I can see just fine
When we discover that Adam needs glasses, even his eye doctor has his doubts. “If he’ll wear them…” The doctor says, drawing out the ellipsis as he slowly extends the prescription in my direction.
Oh, he’ll wear them, I’m thinking, watching the doctor’s back as he walks away, but it’ll take work. I snap a picture of the prescription with my phone and send it to Kevin, who replies, “You’ve got to be kidding,” and then I look at my son and gesture toward the office door. Adam smiles, turning his lean frame, happy to be going home. We skip the dispensary next door, because I know that Adam will have no opinion about frames and no patience for lenses he doesn’t yet understand that he needs; I know he’ll spend the next hour trying to convince me and everyone else that the time has come to go.
“The doctor says you need glasses to see better,” I venture, watching the road as I drive us home.
“No,” Adam says softly, glancing out the window and away from me.
For now, I let it go. Riley will articulate–often through tears–that she doesn’t like change, that it’s hard for her; Adam will just politely say no. But while Autism makes my older children more resistant to change and sometimes more blunt regarding their feelings about it, I know none of us find it comfortable to consider a new perspective. We believe we can see just fine until forced to look at the world again through corrective lenses; only the ones who know they’re blind readily receive the gift of sight.
Kevin and I order a sampling of frames online, five different shapes and styles Adam can try at home. The day they arrive, we call Adam into the room, and he looks from the frames to me, gently, and quietly says, “No.”

Point-per-instance localization data

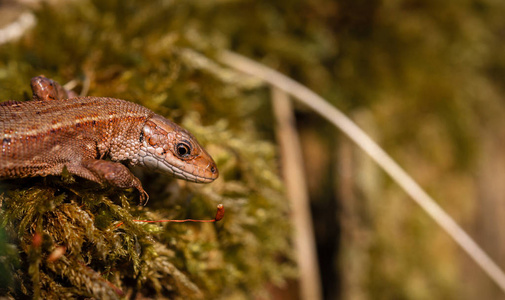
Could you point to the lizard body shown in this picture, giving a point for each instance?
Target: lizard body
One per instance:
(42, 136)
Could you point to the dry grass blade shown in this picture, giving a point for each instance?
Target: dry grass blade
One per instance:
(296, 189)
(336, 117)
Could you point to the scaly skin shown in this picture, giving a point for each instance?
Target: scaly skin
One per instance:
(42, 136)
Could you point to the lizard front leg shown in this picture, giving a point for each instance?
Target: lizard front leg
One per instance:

> [Activities]:
a) In the essay about Adam's glasses, how many frames are ordered online for Adam to try at home?
b) Which people are named in the essay about Adam's glasses?

> [Expected responses]:
a) Five

b) Adam, Kevin, Riley